start

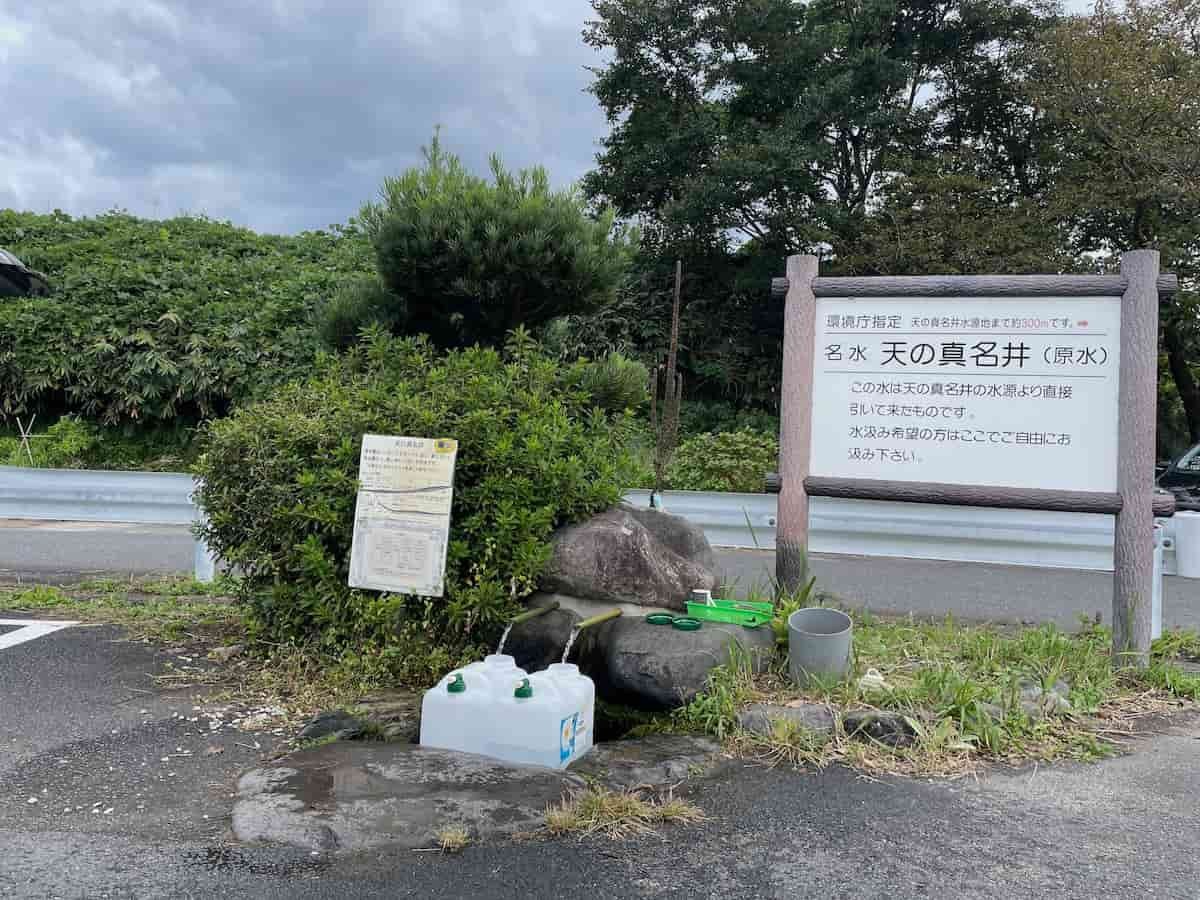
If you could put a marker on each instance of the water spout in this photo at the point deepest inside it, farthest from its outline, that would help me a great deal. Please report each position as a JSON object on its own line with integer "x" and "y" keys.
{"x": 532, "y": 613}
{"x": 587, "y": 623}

end
start

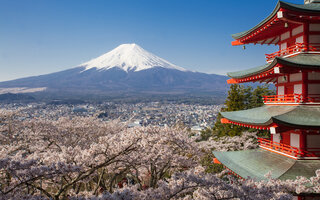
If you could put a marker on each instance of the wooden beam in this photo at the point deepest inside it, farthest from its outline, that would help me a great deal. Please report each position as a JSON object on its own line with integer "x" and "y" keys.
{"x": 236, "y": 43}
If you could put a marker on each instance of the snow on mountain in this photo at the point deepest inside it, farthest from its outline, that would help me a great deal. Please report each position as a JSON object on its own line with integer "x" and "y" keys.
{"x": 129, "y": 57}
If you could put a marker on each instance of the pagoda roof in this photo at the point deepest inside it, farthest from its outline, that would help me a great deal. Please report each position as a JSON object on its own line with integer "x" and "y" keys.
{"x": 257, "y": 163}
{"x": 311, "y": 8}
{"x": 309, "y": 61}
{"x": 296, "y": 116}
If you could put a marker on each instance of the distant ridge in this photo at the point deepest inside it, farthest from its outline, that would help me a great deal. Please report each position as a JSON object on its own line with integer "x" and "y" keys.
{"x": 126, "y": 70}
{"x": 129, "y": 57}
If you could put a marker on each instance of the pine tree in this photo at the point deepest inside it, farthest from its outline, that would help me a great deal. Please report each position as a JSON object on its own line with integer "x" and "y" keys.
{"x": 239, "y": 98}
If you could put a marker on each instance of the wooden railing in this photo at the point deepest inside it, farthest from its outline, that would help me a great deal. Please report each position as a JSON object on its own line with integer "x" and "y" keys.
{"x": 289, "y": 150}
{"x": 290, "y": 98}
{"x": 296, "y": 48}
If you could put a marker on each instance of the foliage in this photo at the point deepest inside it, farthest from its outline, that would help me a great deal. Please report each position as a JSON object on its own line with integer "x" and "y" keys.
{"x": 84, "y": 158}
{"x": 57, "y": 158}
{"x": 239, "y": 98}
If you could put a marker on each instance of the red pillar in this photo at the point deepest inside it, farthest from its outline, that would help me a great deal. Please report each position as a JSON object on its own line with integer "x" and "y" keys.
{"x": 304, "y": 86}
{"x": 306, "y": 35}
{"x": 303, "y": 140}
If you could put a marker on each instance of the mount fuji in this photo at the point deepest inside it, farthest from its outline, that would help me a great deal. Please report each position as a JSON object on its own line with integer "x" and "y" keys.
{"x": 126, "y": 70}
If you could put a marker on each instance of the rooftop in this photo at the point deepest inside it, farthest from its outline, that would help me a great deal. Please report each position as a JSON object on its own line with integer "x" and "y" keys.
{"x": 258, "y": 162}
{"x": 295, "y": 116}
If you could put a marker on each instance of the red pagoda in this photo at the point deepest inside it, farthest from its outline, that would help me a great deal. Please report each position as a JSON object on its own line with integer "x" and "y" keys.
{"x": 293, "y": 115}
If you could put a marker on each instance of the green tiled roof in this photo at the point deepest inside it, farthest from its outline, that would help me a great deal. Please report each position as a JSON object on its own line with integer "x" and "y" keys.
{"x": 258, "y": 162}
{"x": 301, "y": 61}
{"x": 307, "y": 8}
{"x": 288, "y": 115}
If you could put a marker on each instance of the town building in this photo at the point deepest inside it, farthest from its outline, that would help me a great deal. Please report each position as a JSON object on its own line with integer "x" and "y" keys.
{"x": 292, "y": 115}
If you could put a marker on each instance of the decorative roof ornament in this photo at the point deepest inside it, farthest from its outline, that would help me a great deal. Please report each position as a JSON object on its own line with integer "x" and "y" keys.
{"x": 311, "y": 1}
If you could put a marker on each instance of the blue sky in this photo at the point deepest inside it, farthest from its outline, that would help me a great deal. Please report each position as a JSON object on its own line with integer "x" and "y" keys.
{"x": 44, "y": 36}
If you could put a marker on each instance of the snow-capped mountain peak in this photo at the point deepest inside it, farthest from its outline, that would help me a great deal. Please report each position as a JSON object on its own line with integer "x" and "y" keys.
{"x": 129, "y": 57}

end
start

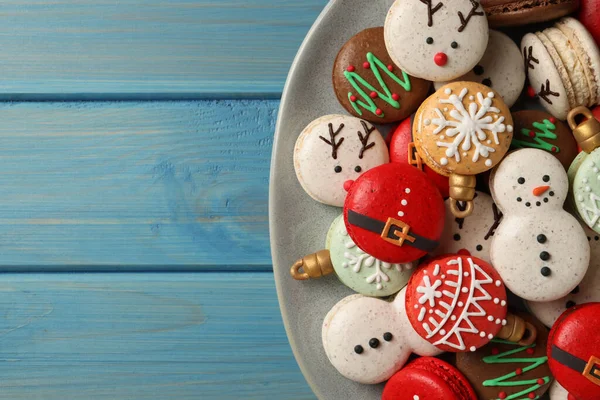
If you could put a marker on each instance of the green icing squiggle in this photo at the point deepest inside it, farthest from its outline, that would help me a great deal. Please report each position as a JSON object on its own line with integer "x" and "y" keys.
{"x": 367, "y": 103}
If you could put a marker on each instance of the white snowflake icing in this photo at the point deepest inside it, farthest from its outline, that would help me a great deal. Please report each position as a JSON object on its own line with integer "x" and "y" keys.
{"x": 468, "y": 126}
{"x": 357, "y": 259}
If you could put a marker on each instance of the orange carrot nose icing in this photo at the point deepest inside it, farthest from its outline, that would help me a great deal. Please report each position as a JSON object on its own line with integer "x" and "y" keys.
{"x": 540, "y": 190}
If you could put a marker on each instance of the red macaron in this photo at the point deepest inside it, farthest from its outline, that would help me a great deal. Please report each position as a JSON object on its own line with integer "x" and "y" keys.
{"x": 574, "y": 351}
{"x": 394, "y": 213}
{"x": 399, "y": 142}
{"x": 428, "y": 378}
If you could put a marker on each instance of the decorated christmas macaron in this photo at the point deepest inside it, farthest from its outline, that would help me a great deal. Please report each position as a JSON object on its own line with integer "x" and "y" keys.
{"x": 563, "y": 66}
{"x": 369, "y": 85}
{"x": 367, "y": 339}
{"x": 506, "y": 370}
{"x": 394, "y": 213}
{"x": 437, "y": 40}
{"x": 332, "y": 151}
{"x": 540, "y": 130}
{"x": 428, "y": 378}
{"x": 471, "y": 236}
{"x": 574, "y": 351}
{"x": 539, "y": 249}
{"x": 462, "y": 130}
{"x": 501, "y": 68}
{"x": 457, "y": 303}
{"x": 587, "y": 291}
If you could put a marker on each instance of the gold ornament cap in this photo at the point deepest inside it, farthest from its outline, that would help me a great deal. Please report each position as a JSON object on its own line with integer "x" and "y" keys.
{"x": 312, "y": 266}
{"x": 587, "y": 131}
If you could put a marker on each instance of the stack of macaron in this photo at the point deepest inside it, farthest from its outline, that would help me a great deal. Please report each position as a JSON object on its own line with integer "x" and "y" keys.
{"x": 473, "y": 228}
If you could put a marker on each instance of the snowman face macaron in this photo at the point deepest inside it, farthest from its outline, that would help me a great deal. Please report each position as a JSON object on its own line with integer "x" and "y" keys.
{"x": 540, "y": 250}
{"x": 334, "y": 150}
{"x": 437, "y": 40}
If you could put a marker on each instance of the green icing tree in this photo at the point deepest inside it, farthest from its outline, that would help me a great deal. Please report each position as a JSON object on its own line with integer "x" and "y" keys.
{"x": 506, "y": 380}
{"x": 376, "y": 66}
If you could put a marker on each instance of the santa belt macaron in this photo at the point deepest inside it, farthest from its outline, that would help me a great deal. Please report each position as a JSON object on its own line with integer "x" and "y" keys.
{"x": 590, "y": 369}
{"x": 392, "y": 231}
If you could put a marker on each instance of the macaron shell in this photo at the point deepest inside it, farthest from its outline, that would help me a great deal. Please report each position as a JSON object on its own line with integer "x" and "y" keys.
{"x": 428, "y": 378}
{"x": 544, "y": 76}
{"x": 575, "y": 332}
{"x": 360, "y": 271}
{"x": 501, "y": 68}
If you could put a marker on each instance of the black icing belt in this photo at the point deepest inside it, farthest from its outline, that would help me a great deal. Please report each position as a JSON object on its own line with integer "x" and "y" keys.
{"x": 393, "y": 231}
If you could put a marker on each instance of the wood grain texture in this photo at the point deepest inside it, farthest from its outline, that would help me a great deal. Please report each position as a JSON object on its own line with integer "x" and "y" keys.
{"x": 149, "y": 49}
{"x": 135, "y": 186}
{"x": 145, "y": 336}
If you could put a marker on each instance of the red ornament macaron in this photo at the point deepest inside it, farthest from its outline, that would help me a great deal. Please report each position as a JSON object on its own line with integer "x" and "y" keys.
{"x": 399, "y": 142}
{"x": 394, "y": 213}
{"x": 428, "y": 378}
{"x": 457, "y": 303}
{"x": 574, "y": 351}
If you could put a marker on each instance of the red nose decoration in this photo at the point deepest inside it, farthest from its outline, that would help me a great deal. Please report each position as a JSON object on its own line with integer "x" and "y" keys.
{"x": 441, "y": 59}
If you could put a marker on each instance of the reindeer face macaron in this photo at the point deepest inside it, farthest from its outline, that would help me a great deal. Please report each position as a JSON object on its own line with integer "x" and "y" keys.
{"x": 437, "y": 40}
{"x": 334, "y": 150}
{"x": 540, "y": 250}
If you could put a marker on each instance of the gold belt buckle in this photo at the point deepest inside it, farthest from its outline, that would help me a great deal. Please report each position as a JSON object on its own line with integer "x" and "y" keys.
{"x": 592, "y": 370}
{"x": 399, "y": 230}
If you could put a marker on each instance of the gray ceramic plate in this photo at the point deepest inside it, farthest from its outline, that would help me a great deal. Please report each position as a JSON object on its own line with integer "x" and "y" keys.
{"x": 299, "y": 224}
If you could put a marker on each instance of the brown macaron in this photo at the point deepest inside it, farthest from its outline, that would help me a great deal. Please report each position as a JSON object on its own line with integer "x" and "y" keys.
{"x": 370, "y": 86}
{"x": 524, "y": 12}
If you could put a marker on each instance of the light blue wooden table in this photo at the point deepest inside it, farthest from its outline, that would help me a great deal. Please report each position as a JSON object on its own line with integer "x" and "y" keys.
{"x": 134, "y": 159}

end

Locate each line of the listing above that contains the word "mountain", and copy every such line in full.

§ WORKED SOLUTION:
If you could put a marker on each instance of the snow on mountain in this photo at the point deepest inside it, farthest from its outline, that would help me a great deal. Please report each position as a JSON object on its own line with integer "x" and "y" keys.
If you could put a marker on each instance of the snow-capped mountain peak in this photo at the point deepest inside it, farthest from its outline, that would help me a great deal. Please report each position as a JSON object on its own line with integer "x" and "y" keys.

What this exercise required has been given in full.